● **THE EXERCISE**
Show each of the lines below that contains the word "label".

[Rows taken from a dataset]
####
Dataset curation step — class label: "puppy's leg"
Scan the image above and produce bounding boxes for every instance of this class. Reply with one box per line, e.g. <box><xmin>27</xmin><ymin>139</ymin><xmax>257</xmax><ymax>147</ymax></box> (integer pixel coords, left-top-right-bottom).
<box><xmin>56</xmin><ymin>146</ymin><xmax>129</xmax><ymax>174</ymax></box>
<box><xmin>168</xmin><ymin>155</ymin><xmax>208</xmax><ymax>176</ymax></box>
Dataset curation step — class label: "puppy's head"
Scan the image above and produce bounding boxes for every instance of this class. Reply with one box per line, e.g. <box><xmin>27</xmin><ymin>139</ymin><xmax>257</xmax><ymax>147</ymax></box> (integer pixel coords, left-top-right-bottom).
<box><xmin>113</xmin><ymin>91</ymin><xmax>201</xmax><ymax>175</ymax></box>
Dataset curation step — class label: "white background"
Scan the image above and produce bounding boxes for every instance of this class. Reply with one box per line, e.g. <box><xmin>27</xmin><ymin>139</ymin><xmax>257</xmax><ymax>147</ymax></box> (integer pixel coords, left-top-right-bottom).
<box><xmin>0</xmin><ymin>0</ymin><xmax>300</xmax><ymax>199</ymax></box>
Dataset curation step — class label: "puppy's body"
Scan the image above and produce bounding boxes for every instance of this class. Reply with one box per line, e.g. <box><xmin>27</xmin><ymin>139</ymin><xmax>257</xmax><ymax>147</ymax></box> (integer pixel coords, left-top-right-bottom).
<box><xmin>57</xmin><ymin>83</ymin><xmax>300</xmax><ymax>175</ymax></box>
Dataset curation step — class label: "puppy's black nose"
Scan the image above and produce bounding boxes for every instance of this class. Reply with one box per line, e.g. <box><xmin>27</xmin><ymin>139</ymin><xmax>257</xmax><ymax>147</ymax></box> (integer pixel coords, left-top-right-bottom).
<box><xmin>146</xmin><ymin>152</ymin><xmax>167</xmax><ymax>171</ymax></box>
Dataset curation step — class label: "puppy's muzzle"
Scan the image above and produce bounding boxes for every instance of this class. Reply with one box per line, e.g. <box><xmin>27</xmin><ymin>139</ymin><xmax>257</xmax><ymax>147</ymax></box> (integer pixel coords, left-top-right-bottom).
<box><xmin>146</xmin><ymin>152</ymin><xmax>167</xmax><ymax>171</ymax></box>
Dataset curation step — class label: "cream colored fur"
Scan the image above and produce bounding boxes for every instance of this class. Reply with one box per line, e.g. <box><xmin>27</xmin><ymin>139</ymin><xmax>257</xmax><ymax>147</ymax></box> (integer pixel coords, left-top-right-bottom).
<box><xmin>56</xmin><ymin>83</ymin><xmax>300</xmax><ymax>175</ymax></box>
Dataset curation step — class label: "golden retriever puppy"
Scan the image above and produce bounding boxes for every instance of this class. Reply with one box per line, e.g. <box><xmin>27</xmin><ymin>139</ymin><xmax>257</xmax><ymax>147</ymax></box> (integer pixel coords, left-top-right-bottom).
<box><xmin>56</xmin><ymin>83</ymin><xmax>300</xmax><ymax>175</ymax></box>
####
● **CORRECT RESPONSE**
Dataset curation step — class label: "puppy's leg"
Dataset curation step — class label: "puppy's head"
Dataset curation step — class label: "white background"
Dataset curation step — class label: "puppy's body"
Dataset curation step — class label: "puppy's black nose"
Dataset curation step — class label: "puppy's muzzle"
Dataset curation step — class label: "cream colored fur"
Dataset curation step — class label: "golden retriever puppy"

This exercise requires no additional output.